Leestekst:
.....
Inmiddels werd Alting verdacht van financieel wanbeheer, miljoenen guldens waren verdwenen en een klachtenstroom van gerepatrieerden brachten stadhouder Willem V er in 1791 toe de wantoestanden uit te laten zoeken. De in het leven geroepen commissie van vier commissarissen-generaal werd geleid door de VOC-advocaat Nederburgh. De andere leden waren kapitein ter zee Frijkenius, gouverneur-generaal Alting en directeur-generaal Van Stockum. Toen de laatste overleed wist Alting in plaats van Van Stockums door de Heren XVII benoemde opvolger, de gouverneur van Ceylon Willem van de Graaff, zijn schoonzoon, de latere gouverneur-generaal Joannes Siberg, in diens plaats te manoeuvreren. Hierdoor leverde het onderzoek niets op.
.....
Gegevens:
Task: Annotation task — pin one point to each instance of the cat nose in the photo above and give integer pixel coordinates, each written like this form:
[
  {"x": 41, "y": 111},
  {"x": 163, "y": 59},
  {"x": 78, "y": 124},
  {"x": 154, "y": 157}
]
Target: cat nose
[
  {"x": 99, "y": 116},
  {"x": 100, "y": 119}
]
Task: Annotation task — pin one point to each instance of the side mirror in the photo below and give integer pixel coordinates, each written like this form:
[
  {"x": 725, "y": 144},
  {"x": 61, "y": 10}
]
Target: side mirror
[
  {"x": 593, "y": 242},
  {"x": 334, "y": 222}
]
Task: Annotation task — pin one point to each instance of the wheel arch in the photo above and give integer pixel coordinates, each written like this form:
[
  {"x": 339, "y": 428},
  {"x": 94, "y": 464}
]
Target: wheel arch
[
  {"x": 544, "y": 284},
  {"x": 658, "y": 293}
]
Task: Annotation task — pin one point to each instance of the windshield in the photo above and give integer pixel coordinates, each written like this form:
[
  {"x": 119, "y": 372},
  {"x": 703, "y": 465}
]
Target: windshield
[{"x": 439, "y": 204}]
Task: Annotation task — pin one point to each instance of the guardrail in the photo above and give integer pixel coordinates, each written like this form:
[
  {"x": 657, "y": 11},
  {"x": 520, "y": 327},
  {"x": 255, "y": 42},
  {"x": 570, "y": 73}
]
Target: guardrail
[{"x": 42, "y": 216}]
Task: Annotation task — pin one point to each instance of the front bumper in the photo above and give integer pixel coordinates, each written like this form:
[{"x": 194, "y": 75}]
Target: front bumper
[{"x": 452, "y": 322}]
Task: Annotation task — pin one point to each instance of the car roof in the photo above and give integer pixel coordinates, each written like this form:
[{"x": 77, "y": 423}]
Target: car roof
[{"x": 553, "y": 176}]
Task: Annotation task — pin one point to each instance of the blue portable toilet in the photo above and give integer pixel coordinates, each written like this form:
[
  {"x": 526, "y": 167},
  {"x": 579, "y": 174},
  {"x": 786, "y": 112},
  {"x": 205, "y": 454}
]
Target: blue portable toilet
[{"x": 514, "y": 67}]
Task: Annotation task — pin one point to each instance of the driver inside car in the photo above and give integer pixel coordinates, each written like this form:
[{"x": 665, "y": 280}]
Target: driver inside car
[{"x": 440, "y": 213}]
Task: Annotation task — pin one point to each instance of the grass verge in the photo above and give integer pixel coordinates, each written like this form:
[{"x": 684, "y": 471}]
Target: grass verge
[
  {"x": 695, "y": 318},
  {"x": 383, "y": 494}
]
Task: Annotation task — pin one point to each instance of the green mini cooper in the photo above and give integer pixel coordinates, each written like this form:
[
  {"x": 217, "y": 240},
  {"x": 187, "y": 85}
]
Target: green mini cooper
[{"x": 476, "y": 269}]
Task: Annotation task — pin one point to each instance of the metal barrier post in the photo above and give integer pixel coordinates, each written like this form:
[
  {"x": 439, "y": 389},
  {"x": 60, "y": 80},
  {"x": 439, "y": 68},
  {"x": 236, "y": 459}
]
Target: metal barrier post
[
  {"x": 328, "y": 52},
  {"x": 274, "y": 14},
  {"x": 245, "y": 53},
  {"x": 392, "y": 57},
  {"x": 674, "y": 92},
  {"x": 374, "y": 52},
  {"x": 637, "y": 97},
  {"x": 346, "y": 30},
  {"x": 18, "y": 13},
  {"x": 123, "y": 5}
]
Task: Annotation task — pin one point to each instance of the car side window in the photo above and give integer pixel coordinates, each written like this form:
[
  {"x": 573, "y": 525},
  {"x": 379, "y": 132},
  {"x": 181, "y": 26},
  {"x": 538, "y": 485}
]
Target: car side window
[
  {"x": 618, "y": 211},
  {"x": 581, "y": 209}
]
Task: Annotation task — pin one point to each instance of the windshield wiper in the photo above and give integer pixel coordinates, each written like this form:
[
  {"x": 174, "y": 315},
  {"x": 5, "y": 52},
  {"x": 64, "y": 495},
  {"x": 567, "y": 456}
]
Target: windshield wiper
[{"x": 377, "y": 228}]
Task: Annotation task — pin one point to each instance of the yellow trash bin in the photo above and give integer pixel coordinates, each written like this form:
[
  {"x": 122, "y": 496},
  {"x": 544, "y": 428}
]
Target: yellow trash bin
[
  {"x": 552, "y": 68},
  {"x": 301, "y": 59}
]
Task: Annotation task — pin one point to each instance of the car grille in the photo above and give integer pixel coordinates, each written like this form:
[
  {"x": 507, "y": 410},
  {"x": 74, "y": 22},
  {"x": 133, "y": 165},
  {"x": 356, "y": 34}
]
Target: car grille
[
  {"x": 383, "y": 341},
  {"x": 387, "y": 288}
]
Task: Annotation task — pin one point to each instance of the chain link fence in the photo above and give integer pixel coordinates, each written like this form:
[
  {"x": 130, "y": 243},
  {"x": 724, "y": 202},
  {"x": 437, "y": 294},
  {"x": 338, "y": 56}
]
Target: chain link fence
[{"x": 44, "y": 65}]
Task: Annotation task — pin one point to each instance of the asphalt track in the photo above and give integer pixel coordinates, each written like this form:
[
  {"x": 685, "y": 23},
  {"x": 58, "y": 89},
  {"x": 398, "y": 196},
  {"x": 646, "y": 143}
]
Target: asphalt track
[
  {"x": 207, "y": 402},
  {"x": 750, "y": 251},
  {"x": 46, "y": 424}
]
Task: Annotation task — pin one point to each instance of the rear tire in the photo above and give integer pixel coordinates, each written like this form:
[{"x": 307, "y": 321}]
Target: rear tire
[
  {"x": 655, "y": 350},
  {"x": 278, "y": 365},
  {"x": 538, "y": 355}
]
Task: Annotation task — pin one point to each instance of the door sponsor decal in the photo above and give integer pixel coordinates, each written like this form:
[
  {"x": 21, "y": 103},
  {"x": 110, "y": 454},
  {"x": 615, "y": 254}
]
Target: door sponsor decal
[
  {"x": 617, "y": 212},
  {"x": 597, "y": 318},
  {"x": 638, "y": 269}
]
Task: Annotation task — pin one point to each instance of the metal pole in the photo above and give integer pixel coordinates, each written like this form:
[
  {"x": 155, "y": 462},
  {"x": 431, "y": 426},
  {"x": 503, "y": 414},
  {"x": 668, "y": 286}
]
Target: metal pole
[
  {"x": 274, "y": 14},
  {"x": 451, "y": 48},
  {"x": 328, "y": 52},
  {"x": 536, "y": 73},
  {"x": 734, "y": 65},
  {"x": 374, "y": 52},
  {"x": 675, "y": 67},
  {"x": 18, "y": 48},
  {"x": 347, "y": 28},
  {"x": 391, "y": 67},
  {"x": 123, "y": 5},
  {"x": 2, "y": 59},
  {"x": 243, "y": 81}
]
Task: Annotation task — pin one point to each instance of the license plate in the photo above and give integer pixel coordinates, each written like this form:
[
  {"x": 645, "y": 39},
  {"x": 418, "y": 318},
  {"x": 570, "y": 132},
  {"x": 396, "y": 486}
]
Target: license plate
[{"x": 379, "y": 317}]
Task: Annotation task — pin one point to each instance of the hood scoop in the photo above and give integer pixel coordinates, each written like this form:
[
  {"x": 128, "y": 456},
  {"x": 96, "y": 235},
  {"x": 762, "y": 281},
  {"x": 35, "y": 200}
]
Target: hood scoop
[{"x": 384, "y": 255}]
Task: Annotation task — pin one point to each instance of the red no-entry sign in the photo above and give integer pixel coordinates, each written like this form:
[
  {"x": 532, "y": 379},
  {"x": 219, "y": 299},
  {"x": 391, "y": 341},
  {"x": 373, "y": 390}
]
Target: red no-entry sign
.....
Doel:
Schrijf het vervolg van de leestekst over Alting en het onderzoek van 1791. Begin direct na de laatste zin.

Uitwerking:
Nadat in 1795 de Franse troepen Nederland binnenmarcheerden, werd Nederland tot Bataafse Republiek omgedoopt en kwam het eind van de VOC steeds meer nabij. Alting probeerde nog enige moderniseringen door te voeren, maar uiteindelijk besloot de Staten-Generaal op 24 december 1795 dat alle bewindhebbers in de Bataafse Republiek vervangen zouden worden.
Op 17 februari 1797 werd hem ontslag verleend. Niet lang daarna overleed hij op 7 juni 1800 op zijn landgoed Kampong Malajoe bij Batavia.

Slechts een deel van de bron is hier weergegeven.